-------- Raw records

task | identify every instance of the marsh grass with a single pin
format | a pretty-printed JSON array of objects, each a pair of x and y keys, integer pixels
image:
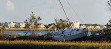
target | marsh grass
[{"x": 53, "y": 45}]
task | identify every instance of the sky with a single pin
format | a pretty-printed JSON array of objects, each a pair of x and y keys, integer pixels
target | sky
[{"x": 84, "y": 11}]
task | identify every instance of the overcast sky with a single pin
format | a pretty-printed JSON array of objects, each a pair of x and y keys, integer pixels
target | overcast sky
[{"x": 84, "y": 11}]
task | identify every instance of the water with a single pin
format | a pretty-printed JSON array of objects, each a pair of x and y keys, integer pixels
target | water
[
  {"x": 41, "y": 32},
  {"x": 28, "y": 32}
]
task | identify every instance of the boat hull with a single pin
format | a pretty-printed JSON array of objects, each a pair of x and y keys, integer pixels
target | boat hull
[{"x": 62, "y": 37}]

----------------

--- Exercise details ---
Duplicate all of the material above line for line, without any changes, and leave out the pictures.

--- Problem solution ---
task | identify every instance of the marsh grass with a single pin
format | a pretty-printed JSON array of objects, each a pair of x and y keys, integer pixels
image:
target | marsh grass
[{"x": 53, "y": 45}]
task | identify every instance of the sky with a single pin
format | a pretty-printed JSON array of objects, each a pair of x and y keys, integer pixels
target | sky
[{"x": 84, "y": 11}]
task | identify every instance of the overcast sky with a single pin
format | a pretty-printed JSON array of objects, each a pair of x and y keys, integer pixels
target | overcast sky
[{"x": 84, "y": 11}]
task | identify every instance of the water with a single pin
format | a pretty-printed JSON array of objects, each a pair of x and y keys, integer pixels
target | water
[
  {"x": 41, "y": 32},
  {"x": 28, "y": 32}
]
task | identify every instance of the boat hull with a single pin
format | a pretty-printed JSON array of objects, each a pair of x and y keys, integer pixels
target | boat hull
[{"x": 62, "y": 37}]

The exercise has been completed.